-------- Text extract --------

Sydney visionaries
Cities are collective enterprises that reflect the decisions, dreams and lives of innumerable citizens, past and present. However, they also bear the stamp of a small number of leaders, architects, campaigners and others whose influence is seminal and long lasting.
Think of Baron Haussmann, who created the boulevards, parks and apartments of Paris, or Marion Mahony and Walter Burley Griffin, forever associated with the distinctive and controversial design of Canberra.
Sydney is no different. This presentation focuses on the harbour city’s visionaries, profiling a group of individuals who, through intellect, determination and passion, have had a lasting and dramatic impact on Sydney. Choosing only eleven people who have been trailblazers for Sydney’s natural and built environment is no easy task, for so many people shape a city. Yet most of Sydney’s visionaries are impossible to ignore. Drawn from a wide range of fields – including politics, law, architecture, urban planning, conservation, heritage and engineering – the lives of these visionaries span the centuries.
While they all worked in very different political, social and cultural climates, the common ground is their tenacity and boldness in making their mark on Sydney. Some of the visionaries actively campaigned for a greener Sydney, more respectful of heritage and community, while others created significant buildings, roads and places to be shared by all citizens.
Captain Arthur Phillip
Arthur Phillip (1738–1814) was the first British governor of this land. His naval skills were ably demonstrated in his achievement of bringing the First Fleet of 11 ships and over 1000 convicts and marines to Sydney Cove with little loss of life. Founding a penal settlement and a new society proved a greater challenge.
Phillip’s efforts to establish the settlement and feed its inhabitants were hampered by the lack of skilled convicts, a fractious officer corps, severe drought and a paucity of supplies from England. That Phillip succeeded was partly due to his stated ambition that ‘there can be no slavery in a free land, and consequently no slaves’. He established a civil administration, appointed convict overseers and instituted land grants for freed convicts, giving Sydney’s unwilling immigrants an interest in their new society.
Phillip tried to institute some civic order in the newly established colony by devising a street layout and buildings that represented the physical – and social – division of the settlement. The marines were located on the western side of the Tank Stream looking towards the cove and the harbour. The governor and administrative officers were positioned on the more sheltered eastern side where first Government House, the home and seat of colonial authority, dominated the landscape from the top of Bridge Street.
Phillip governed fairly and was a humane leader. Within a decade of settlement, even many convicts had benefited from the opportunity of a new life for themselves, and conditions began to improve.
Major General Lachlan Macquarie
Elizabeth and Lachlan Macquarie were precocious promoters of Sydney as a fledgling metropolis. Together, they set out to improve the colony of New South Wales both materially and socially. The couple’s shared enthusiasm for the ‘civilising’ and ennobling effect of civic order and ornament was expressed in their creation of Macquarie Street, and in the completion of the Domain and proclamation of the Botanic Gardens in 1816.
Lachlan Macquarie (1762–1824) was the fifth Governor of New South Wales. From 1810 to 1821, he undertook a substantial construction program throughout the colony including roads, bridges and some significant buildings. He enlisted convict architect Francis Greenway to build the Hyde Park Barracks, St James’ Church and the governor’s stables (now Sydney Conservatorium of Music). Many streets still bear the names Macquarie gave them.

-------- Stored records --------

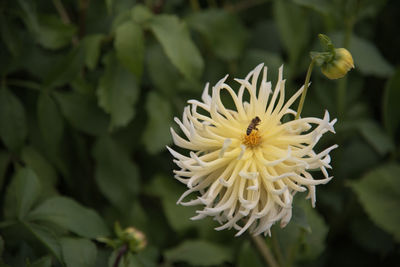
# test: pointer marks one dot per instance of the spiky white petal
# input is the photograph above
(249, 187)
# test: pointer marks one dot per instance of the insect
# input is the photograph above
(253, 125)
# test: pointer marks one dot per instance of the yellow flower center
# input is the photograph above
(252, 140)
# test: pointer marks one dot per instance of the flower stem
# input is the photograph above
(342, 84)
(265, 251)
(303, 95)
(120, 254)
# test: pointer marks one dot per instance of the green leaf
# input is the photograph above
(163, 74)
(12, 120)
(22, 193)
(379, 194)
(375, 135)
(168, 190)
(10, 36)
(117, 92)
(66, 68)
(46, 237)
(174, 37)
(50, 121)
(129, 45)
(4, 162)
(82, 112)
(306, 239)
(293, 28)
(116, 175)
(44, 170)
(92, 49)
(141, 13)
(78, 252)
(69, 214)
(155, 136)
(322, 6)
(223, 32)
(391, 109)
(368, 59)
(200, 253)
(248, 256)
(42, 262)
(315, 239)
(53, 33)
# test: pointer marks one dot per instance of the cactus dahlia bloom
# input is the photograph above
(246, 173)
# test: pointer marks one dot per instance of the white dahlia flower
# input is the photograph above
(245, 164)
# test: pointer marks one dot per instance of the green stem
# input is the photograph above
(265, 251)
(342, 84)
(303, 95)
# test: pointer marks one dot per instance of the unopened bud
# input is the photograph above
(339, 66)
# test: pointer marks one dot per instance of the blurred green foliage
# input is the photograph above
(88, 94)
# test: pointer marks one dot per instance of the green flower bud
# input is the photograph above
(135, 239)
(339, 66)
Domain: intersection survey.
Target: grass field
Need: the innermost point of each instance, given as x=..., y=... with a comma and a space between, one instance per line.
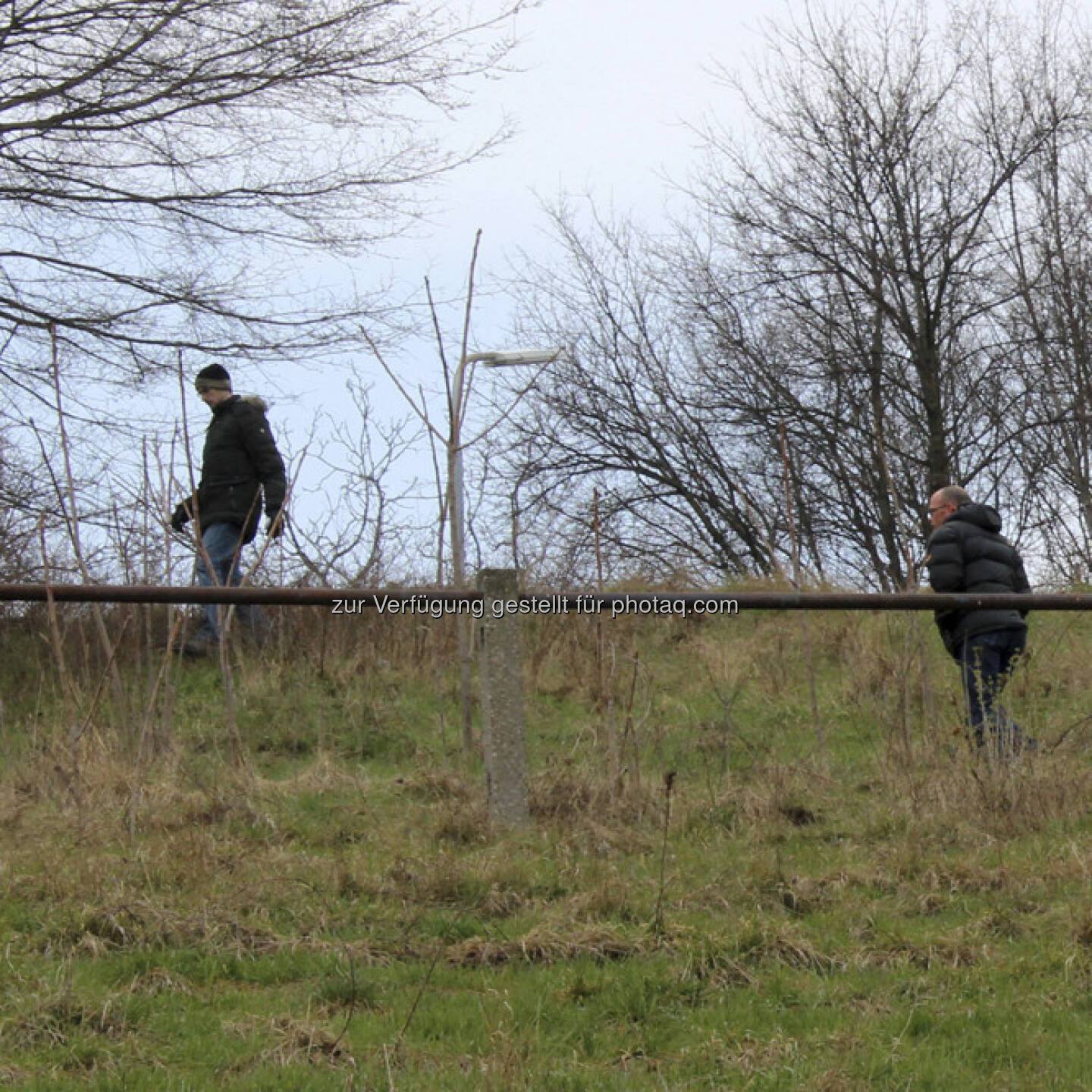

--------

→ Work to complete:
A. Repeat the section of the Sydney visionaries passage word for word, beginning at "Think of Baron" and stopping after "design of Canberra.".
B. Write the next part of the Sydney visionaries passage, picking up after its last sentence.

→ Set of answers:
A.
Think of Baron Haussmann, who created the boulevards, parks and apartments of Paris, or Marion Mahony and Walter Burley Griffin, forever associated with the distinctive and controversial design of Canberra.

B.
His capable wife, Elizabeth Macquarie (1778–1835), was an enthusiastic advocate for formal gardens and architecture. She planned the layout of the looped road through the Domain leading to the harbour headland (since named after her), and influenced the design of numerous gardens and buildings, including the Female Orphan School at Parramatta.
The Macquaries were criticised for their encouragement of ex-convicts; allowing emancipists to be reintegrated into society as equals was radical for the time. An inquiry into Governor Macquarie’s expensive building program and autocratic style subsequently led to his resignation. But Lachlan and Elizabeth remained popular: as they departed Sydney with their young son in early 1822 they were cheered by ‘a harbour full of people’.
Henry Parkes
Henry Parkes (1815–1896) was premier of colonial New South Wales five times between 1872 and 1891, and is best remembered for his early championing of Australian Federation. Appropriately, the federation of Australian states was proclaimed in Centennial Park, his major urban achievement.
Opened in 1888, Centennial Park embodied Parkes’s ambition to shape Sydney as an urban monument to progress and democratic government. Largely self-educated, Parkes believed that society and cities should offer moral and cultural guidance to all citizens, hence his investment in sculpture for the Botanic Gardens, and his visionary conception of Centennial Park as the ‘people’s park’.
Parkes supported the ambitious public works scheme overseen by James Barnet, colonial architect from 1865 to 1890. Barnet’s contribution to Sydney is encapsulated in several major projects, including the Australian Museum building in College Street, the Chief Secretary’s Office and the Lands Office. All enlarged the scale of the city and created new urban vistas and spaces. Barnet’s General Post Office, orientated north towards the harbour, created the expectation of a public space to frame the new structure – Martin Place was the result.
Although Barnet’s buildings spoke from the classical vocabulary, he added an antipodean flavour with generous verandahs, colonnades and loggias, as well as sculpture incorporating Australian subjects and themes. Parkes and Barnet’s advocacy of national self-confidence was expressed in the International Exhibition of 1879, colonial Sydney’s major cultural engagement with the wider world.
Florence M Taylor
Florence Taylor’s embrace of technocratic modernity co-existed at a time of sustained and vigorous campaigning to protect colonial-built heritage and Sydney’s natural environment.
A gifted and outspoken polemicist, Florence Mary Taylor (1879– 1969) was the first Australian woman to qualify as an architect, train as an engineer and fly an aircraft. Despite these achievements, she was most influential as a publisher and journalist. Taylor’s town planning and architectural journals championed urban modernity – rapid transit systems, urban freeways, large-scale redevelopment and apartment living – until her retirement at the age of 81.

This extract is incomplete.